Supplied text ->
□ □ □
An automatic pitch correction system typically includes several stages, such as pitch extraction, deviation estimation, pitch shift processing, and cross-fade smoothing. However, designing these components with strategies often requires domain expertise and they are likely to fail on corner cases. In this paper, we present KaraTuner, an end-to-end neural architecture that predicts pitch curve and resynthesizes the singing voice directly from the tuned pitch and vocal spectrum extracted from the original recordings. Several vital technical points have been introduced in KaraTuner to ensure pitch accuracy, pitch naturalness, timbre consistency, and sound quality. A feed-forward Transformer is employed in the pitch predictor to capture long-term dependencies in the vocal spectrum and musical note. We also develop a pitch-controllable vocoder based on a novel source-filter block and the Fre-GAN architecture. KaraTuner obtains a higher preference than the rule-based pitch correction approach through A/B tests, and perceptual experiments show that the proposed vocoder achieves significant advantages in timbre consistency and sound quality compared with the parametric WORLD vocoder, phase vocoder and CLPC vocoder.

**Index Terms:** Singing Voice Synthesis, Pitch Prediction, Pitch Correction, Universal Neural Vocoder

## 1. Introduction

Pitch correction is a widely applied voice editing technique, as it improves the intonation of the singers and helps create professional music products. In the music production industry, pitch correction is often performed by professional music engineers with sufficient domain knowledge using commercial pitch correction tools such as Melodyne and Autotune. In recent years, there has been a growing interest in developing automatic pitch correction algorithms among researchers.
□ □ □
To be done ->
**a)** According to the KaraTuner passage, what architecture is the pitch-controllable vocoder based on, in addition to a novel source-filter block?
**b)** Resume the KaraTuner passage from the point at which it stops.
The material that comes next has no connection to the KaraTuner passage.

Object outline annotations
□ □ □
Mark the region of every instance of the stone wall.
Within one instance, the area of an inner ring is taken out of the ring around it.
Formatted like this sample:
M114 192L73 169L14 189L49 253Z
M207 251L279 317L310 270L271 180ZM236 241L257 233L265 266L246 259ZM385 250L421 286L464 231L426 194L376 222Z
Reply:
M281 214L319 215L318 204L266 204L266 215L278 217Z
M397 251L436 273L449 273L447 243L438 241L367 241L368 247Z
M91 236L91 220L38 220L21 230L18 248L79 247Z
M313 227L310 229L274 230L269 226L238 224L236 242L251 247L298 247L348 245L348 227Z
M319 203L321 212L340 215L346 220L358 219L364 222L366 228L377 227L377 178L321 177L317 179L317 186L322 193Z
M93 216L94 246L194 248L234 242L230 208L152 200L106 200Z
□ □ □
Results for the exercise ->
**a)** The Fre-GAN architecture.

**b)**
A common idea to improve singing performance is to adopt features from professional singers with the help of time warping algorithms. Luo et al. [1] proposed a canonical time warping algorithm [2] that combines the canonical correlation analysis with dynamic time warping to port pitch curves from professional recordings into user singing. Yong et al. [3] further transferred energy dynamics from professional singing. Recently, Liu et al. [4] proposed a novel Shape-Aware DTW (SADTW) algorithm, which ameliorates the robustness of existing time-warping approaches by considering the shape of the pitch curve rather than low-level features when calculating the optimal alignment path. A latent-mapping algorithm was also

designed to improve the vocal tone of the voice. However, deeply relying on a voice reference, in real-world applications these methods suffer from difficulties in template acquisition and their tuned performances are inevitably homogeneous in singing style. The data-driven approach proposed by Wager et al. [5] predicts pitch shifts from the difference between the singing voice and the accompaniment, which keeps the singing style to a greater extent and eases the homogeneity problem. However, the pitches identified from the accompaniment may not be accurate enough, and the pitch deviation is difficult to assess when the singer is severely off the correct melody. Score-based approaches like [6] and [7] usually use a set of rules to generate a target pitch curve from the given MIDI sequence. Although a note template is convenient to produce and is more reliable than the accompaniment, these strategies require careful parameter tuning and are not robust with corner cases.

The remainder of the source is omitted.